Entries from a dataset
== == ==
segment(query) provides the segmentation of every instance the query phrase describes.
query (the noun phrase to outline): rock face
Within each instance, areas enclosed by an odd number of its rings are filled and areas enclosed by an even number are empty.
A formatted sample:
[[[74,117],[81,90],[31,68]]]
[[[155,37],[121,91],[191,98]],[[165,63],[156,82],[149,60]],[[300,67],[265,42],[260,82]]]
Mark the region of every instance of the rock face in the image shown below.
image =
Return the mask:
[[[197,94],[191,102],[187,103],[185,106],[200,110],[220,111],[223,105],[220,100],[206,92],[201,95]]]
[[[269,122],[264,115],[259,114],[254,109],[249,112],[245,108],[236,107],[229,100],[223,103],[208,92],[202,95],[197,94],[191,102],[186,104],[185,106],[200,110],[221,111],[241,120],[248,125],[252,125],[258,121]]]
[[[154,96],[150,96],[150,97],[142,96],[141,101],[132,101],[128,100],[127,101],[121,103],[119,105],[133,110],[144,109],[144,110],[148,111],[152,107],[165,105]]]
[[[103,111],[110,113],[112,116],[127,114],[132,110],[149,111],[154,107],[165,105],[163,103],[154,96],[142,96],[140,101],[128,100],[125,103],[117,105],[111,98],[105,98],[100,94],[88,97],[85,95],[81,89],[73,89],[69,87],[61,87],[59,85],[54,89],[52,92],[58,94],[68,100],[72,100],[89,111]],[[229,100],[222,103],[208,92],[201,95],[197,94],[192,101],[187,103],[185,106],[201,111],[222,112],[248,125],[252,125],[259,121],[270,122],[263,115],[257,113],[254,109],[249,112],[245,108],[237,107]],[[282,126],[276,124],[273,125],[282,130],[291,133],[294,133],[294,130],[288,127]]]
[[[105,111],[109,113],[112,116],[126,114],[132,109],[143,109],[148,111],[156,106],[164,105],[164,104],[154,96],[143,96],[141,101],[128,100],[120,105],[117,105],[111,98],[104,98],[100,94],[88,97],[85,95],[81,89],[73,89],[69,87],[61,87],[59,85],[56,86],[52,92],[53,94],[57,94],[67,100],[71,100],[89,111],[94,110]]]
== == ==
— Task directions —
Rewrite the records above, substituting "cliff" for every occurrence of "rock face" and leaving everything else unchanged.

— Output of the exercise —
segment(query) provides the segmentation of every instance the query phrase describes.
query (the noun phrase to outline): cliff
Within each instance, areas enclosed by an odd number of its rings are filled and areas enclosed by an even number are empty.
A formatted sample:
[[[74,117],[81,90],[31,68]]]
[[[155,37],[121,91],[191,98]],[[165,63],[156,82],[149,60]],[[300,67],[265,42],[260,82]]]
Mark the region of every instance of the cliff in the image shown below.
image =
Return the mask:
[[[197,94],[191,102],[187,103],[185,106],[200,110],[220,111],[223,105],[220,100],[206,92],[201,95]]]
[[[269,122],[264,115],[259,114],[254,109],[249,112],[245,108],[236,107],[229,100],[223,103],[208,92],[202,95],[197,94],[191,102],[186,104],[185,106],[200,110],[221,111],[241,120],[248,125],[252,125],[258,121]]]
[[[154,96],[150,96],[150,97],[142,96],[141,101],[132,101],[128,100],[127,101],[121,103],[119,105],[133,110],[144,109],[144,110],[148,111],[152,107],[165,105]]]
[[[103,111],[110,113],[112,116],[127,114],[132,110],[149,111],[154,107],[165,105],[163,103],[154,96],[142,96],[140,101],[128,100],[125,103],[117,105],[111,98],[105,98],[100,94],[88,97],[85,95],[81,89],[73,89],[69,87],[61,87],[59,85],[54,89],[52,92],[58,94],[68,100],[72,100],[89,111]],[[229,100],[222,103],[208,92],[201,95],[197,94],[192,101],[187,103],[185,106],[201,111],[222,112],[248,125],[252,125],[259,121],[270,122],[263,115],[257,113],[254,109],[249,112],[245,108],[237,107]],[[282,126],[276,124],[273,125],[282,130],[291,133],[294,133],[294,130],[288,127]]]
[[[105,111],[109,113],[112,116],[126,114],[132,109],[143,109],[148,111],[156,106],[164,105],[164,104],[154,96],[143,96],[141,101],[128,100],[120,105],[117,105],[111,98],[104,98],[100,94],[88,97],[85,95],[81,89],[73,89],[69,87],[61,87],[59,85],[56,86],[52,92],[53,94],[57,94],[67,100],[71,100],[89,111],[94,110]]]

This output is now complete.